▶ _To do_:
Once you have read the listing, write it all out exactly.

____

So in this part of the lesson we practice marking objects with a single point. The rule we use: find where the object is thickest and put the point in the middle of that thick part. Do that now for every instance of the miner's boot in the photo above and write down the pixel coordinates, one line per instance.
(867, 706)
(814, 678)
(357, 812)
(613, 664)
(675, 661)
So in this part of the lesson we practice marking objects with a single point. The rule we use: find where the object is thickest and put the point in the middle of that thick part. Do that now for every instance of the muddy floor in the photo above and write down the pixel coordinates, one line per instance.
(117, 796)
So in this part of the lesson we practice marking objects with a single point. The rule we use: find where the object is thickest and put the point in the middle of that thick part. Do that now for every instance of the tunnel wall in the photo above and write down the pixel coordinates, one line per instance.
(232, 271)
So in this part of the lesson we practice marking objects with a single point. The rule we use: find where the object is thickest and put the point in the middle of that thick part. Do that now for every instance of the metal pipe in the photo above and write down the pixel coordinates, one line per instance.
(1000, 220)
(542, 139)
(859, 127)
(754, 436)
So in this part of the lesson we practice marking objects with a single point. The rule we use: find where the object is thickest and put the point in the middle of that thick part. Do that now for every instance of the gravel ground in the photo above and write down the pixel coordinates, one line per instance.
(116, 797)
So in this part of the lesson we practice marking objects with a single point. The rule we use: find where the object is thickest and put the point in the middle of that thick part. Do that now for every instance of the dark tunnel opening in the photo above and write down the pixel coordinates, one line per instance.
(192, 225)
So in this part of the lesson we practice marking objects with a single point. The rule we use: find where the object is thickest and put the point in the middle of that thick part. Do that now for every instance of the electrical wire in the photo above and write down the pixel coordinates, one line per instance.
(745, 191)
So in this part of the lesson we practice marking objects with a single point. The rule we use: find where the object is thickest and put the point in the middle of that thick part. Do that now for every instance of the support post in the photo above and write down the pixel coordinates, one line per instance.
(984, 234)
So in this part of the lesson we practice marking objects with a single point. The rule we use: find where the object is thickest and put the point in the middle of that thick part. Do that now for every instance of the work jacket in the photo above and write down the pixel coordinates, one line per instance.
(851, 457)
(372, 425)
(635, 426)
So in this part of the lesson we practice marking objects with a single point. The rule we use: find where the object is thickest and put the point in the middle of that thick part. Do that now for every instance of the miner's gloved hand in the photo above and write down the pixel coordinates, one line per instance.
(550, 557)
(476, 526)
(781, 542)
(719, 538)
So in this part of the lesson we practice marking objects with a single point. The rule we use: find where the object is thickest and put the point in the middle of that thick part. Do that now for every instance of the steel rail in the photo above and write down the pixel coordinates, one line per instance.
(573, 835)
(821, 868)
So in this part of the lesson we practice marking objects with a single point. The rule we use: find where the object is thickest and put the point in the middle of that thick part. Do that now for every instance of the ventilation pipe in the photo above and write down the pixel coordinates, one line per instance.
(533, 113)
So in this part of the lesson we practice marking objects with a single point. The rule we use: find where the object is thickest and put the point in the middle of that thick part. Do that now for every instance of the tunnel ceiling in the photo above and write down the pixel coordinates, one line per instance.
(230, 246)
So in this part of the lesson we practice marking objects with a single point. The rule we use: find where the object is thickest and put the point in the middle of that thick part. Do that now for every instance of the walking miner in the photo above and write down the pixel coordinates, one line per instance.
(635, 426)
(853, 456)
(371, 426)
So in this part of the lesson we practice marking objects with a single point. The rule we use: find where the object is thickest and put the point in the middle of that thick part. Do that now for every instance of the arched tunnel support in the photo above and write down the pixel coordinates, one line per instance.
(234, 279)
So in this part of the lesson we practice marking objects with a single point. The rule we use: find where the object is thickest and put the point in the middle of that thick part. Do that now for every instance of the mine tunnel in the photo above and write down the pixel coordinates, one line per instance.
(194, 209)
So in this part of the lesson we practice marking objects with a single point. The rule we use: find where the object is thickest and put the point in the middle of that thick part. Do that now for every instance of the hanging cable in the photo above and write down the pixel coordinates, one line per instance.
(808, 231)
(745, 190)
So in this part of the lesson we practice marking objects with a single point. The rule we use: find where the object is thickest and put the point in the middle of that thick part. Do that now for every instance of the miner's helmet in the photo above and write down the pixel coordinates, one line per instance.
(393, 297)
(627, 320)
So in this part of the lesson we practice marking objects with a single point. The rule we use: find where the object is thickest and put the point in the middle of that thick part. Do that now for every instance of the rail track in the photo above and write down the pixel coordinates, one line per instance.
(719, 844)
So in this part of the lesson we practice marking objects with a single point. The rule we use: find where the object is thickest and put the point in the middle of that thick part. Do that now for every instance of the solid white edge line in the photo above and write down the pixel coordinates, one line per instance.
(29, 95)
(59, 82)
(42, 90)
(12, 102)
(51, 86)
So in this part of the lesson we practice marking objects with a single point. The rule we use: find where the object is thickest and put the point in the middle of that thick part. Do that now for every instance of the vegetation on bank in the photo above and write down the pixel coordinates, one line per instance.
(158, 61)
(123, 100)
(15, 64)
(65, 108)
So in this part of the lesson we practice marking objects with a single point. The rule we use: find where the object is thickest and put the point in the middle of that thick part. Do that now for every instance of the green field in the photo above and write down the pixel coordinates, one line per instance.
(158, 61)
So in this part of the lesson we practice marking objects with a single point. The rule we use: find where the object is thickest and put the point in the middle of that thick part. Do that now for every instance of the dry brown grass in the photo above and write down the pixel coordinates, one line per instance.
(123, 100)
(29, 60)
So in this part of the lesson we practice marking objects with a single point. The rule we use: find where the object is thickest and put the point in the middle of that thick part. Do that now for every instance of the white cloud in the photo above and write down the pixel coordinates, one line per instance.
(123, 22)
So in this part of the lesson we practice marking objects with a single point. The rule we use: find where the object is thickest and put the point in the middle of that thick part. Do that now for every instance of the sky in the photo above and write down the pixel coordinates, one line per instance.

____

▶ _Answer_:
So in this part of the lesson we practice marking objects with a single point. The rule we use: find where the object is thickest and put the point in the middle of that thick part. Do that now for every instance of the miner's boot in the photo above and write down the pixel coordinates, one line per instance.
(867, 706)
(814, 678)
(357, 812)
(613, 664)
(675, 661)
So in this part of the lesson we practice marking objects with a single point. The rule we use: find where the object is thickest and put the point in the middle of that thick part. Do that now for every instance of the muddy floor in the photo above and write down the pixel coordinates, one line per instance.
(117, 796)
So in this part of the lesson we practice marking objects with a single point. The rule we use: find where the object is thickest and put the point in the middle of that thick part. Do that now for every instance of the tunnel wall in the photo above and write down the pixel coordinates, one line per instance.
(232, 271)
So in this part of the lesson we practice marking objects with a single point. The rule we use: find where the object is thickest and put the point in the middle of that thick part. Do that now for every instance of the metal pipe in the photo above and write down the pixel coordinates, one line per instance.
(1000, 220)
(542, 139)
(859, 127)
(754, 436)
So in this part of the lesson we practice marking objects with a single point. The rule we use: find where the object is thickest and put the point in the middle of that thick part. Do that now for every instance of the gravel ground in the photo above and write down the pixel coordinates, one line per instance.
(116, 797)
So in this part of the lesson we practice marking objects with a single point. The rule we use: find where the object is thickest and put the point in the middle of that thick part. Do that now for every instance of the dark tunnel opening in the photo above and write down the pixel coordinates, one line per instance.
(192, 225)
So in this part of the lesson we practice marking objects with a single point. The rule we use: find where the object is thickest and put the point in the middle of that thick part. Do that now for every instance of the electrical wire in the photo above and write down the pixel coordinates, one line per instance.
(745, 191)
So in this part of the lesson we practice marking objects with a single point. The rule we use: find where the object is thickest and put the point in the middle of that thick part. Do that now for every instance of the support post in the photo above and write down the pixel coordinates, one line per instance.
(984, 234)
So in this part of the lesson we practice marking objects with a single point. The rule we use: find where the object is thickest and put the point in the middle of that thick part. Do that now for every instance of the work jacket in the photo above and write down the pixel coordinates, one line per instance.
(851, 457)
(372, 425)
(635, 426)
So in this part of the lesson we practice marking objects with a single point. The rule we use: find where the object is thickest and put the point in the middle of that thick part. Do that now for every instance of the miner's gloved hand in the photo above and write down the pixel coordinates, one line per instance.
(550, 557)
(476, 526)
(781, 542)
(719, 538)
So in this part of the lesson we practice marking objects with a single point. The rule we use: find where the object is thickest and put the point in the middle of that thick part. Do that now for every instance of the steel rail in the photo above and write down the pixel coordinates, one line per instance.
(573, 835)
(821, 868)
So in this part of the lesson we practice marking objects with a single point. The rule we use: find where the object is thickest and put the point in the middle of that thick part. Do that now for every instance of the ventilation pipe in the photo above and write down the pixel coordinates, one line per instance.
(533, 113)
So in this part of the lesson we practice marking objects with a single point. The rule we use: find where the object is thickest and put the point in the middle of that thick part. Do that now for every instance of the tunnel ceiling in the photo above and write down the pixel coordinates, one line per instance.
(230, 246)
So in this part of the lesson we practice marking objects with a single point. The rule we use: find where the object is thickest and put the point in the middle of that thick part. Do that now for every instance of the walking miner in the photo above and write down the pixel coordinates, one line per instance.
(635, 426)
(853, 456)
(371, 426)
So in this part of the lesson we practice marking objects with a single point. The rule we use: find where the object is thickest and put the point in the middle of that thick part. Do that now for every instance of the arched tunnel support in the photo above and write down the pixel coordinates, one line per instance.
(234, 279)
So in this part of the lesson we practice marking objects with a single point. The rule we use: find where the object is thickest and put the point in the middle of that thick part. Do that now for every instance of the mine tunnel in the photo above and write down the pixel coordinates, one line per instance.
(194, 209)
So in this part of the lesson we practice marking objects with a single point. The rule we use: find where the object is thickest and put the point in the middle of that thick part. Do that now for every instance of the hanging cable in the photo above and write down the pixel coordinates, one line per instance.
(808, 231)
(745, 190)
So in this part of the lesson we practice marking objects with a single point. The rule we use: find where the object is thickest and put the point in the middle of that thick part. Do that now for every instance of the miner's helmet in the photo above and write down the pixel coordinates, one line per instance.
(393, 297)
(627, 320)
So in this part of the lesson we practice marking objects with a single point. The rule we use: find where the object is thickest and put the point in the middle of that thick part. Do that now for every instance of the rail track in the photo above and write down the pixel coordinates, one line per instance.
(719, 844)
So in this part of the lesson we practice marking objects with a single point. The rule we use: find where the object is thickest and put the point in the middle of that thick part. Do that now for every instance of the solid white edge line in the photo above and write down the pixel coordinates, one line per instance.
(29, 95)
(59, 82)
(42, 90)
(12, 102)
(51, 86)
So in this part of the lesson we practice marking objects with a single point. The rule we use: find where the object is thickest and put the point in the middle of that thick part. Do that now for every instance of the vegetation on bank in the photo above and write down the pixel coordinates, one line per instance.
(158, 61)
(123, 100)
(15, 64)
(65, 108)
So in this part of the lesson we practice marking objects with a single point. The rule we use: find where the object is thickest and put the point in the middle of that thick part. Do that now for every instance of the green field in the photo above and write down the pixel coordinates, one line per instance.
(158, 61)
So in this part of the lesson we practice marking objects with a single point. The rule we use: find where the object is thickest and put the point in the middle of that thick part. Do that now for every instance of the dry brown grass in the photo above and write down the pixel coordinates, one line per instance.
(123, 100)
(29, 60)
So in this part of the lesson we practice marking objects with a single point. The rule we use: find where the object is thickest and put the point in the middle of that thick part. Do that now for every instance of the white cloud in the photo above and write down the pixel coordinates, one line per instance.
(123, 22)
So in this part of the lesson we practice marking objects with a single point. The rule we use: find where the object is thickest and put the point in the middle of that thick part. Do that now for every instance of the sky in the photo above and write down the pixel coordinates, one line per instance.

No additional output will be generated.